(Exercise material)
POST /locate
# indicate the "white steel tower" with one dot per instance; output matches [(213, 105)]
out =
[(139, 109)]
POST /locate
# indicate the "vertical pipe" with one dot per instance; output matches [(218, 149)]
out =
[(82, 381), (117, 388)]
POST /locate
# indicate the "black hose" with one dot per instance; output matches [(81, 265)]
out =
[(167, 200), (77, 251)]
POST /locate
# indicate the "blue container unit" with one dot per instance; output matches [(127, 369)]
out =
---
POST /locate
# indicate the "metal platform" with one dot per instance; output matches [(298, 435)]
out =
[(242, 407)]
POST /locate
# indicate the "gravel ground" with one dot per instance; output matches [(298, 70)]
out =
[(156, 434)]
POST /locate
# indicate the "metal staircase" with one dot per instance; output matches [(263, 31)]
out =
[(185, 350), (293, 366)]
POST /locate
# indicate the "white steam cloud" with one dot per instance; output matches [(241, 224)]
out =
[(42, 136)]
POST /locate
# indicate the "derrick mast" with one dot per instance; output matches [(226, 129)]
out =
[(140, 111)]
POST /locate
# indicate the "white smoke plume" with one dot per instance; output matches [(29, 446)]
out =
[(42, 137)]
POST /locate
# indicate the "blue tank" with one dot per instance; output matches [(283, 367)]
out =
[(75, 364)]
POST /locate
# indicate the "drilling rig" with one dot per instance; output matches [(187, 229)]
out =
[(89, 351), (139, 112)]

(What to do) Gather every line of the records that contains the string "white" and copy each such line out in full. Case counts.

(Solved exercise)
# indicate the "white steel tower" with one dot per instance; output matches [(213, 105)]
# indicate the "white steam cloud" with one dot per instance; output matches [(241, 224)]
# indicate the "white smoke plume" with one dot per instance; output matches [(29, 446)]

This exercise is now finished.